Records from a dataset:
----------

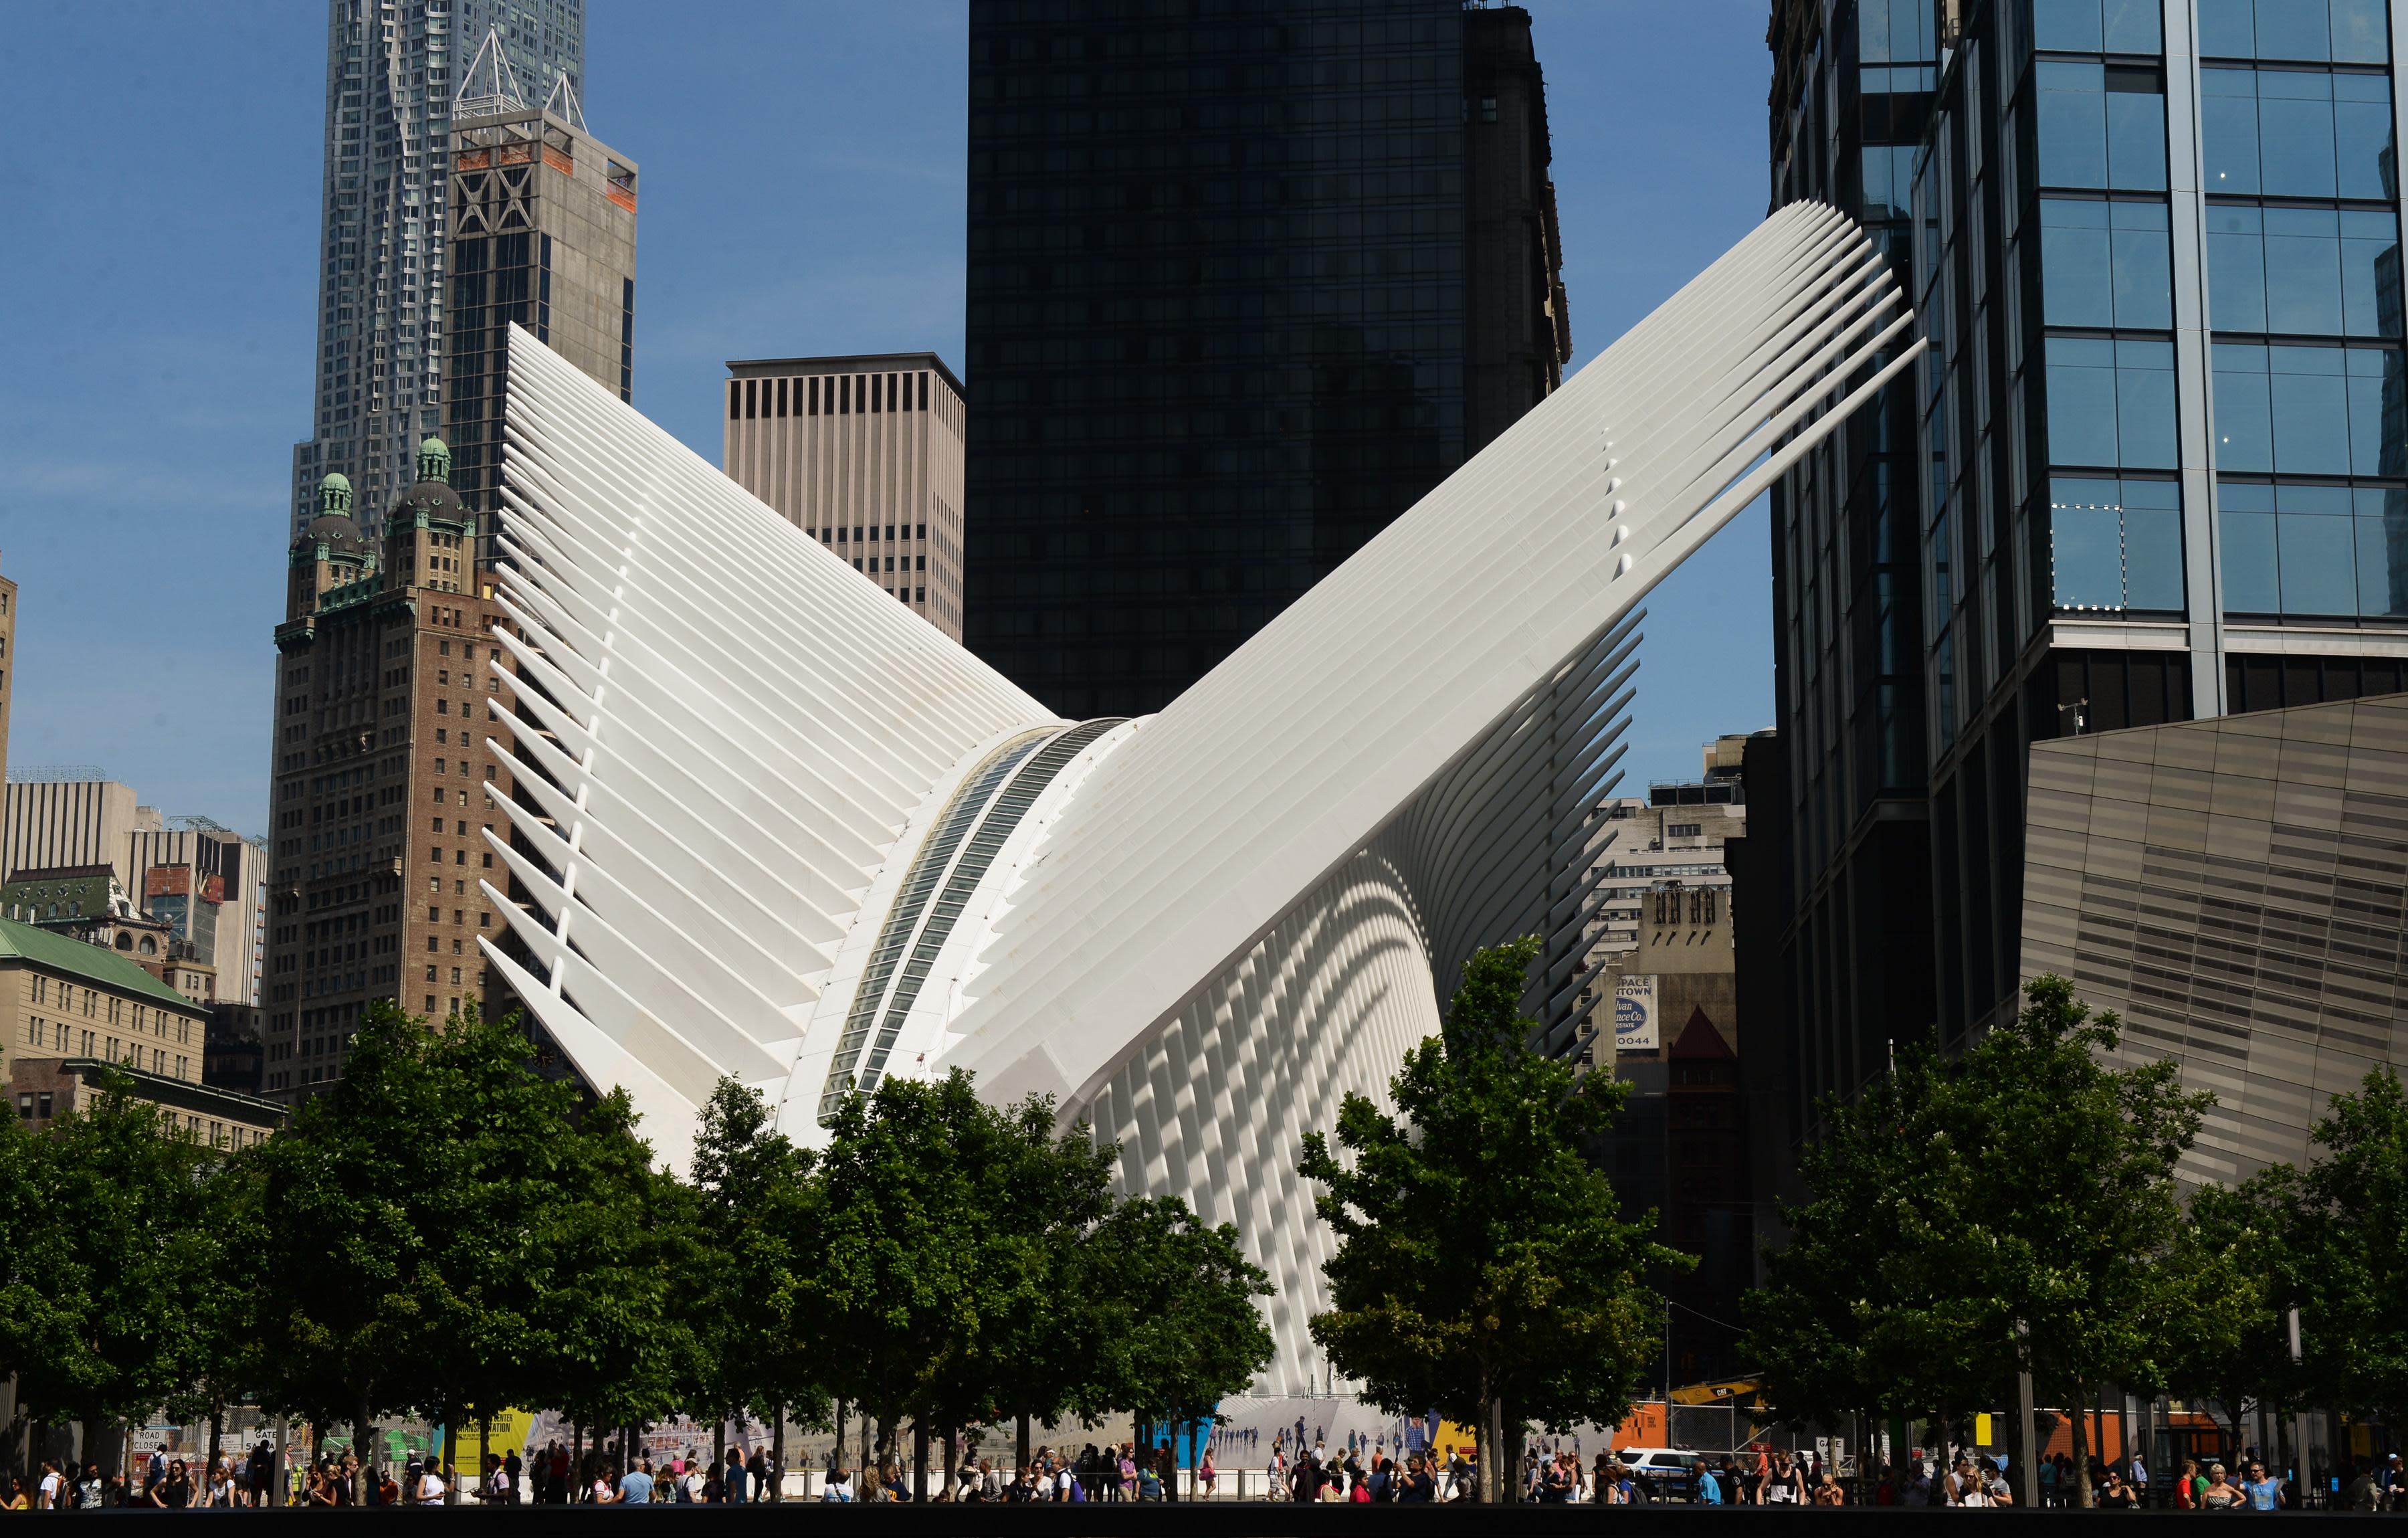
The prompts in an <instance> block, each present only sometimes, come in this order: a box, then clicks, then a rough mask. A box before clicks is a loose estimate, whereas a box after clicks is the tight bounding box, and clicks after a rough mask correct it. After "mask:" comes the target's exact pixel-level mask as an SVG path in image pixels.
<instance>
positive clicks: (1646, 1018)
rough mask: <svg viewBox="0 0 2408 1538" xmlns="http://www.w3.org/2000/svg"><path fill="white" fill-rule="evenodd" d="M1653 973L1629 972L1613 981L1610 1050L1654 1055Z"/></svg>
mask: <svg viewBox="0 0 2408 1538" xmlns="http://www.w3.org/2000/svg"><path fill="white" fill-rule="evenodd" d="M1654 980H1657V975H1654V972H1630V975H1623V977H1616V980H1613V1049H1616V1052H1654V1049H1657V1047H1659V1045H1662V1040H1659V1035H1657V1006H1654Z"/></svg>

----------

EXERCISE OBJECTIVE
Of all the lines in the records, how many have the word "instance"? Write only the number.

EXERCISE OUTPUT
2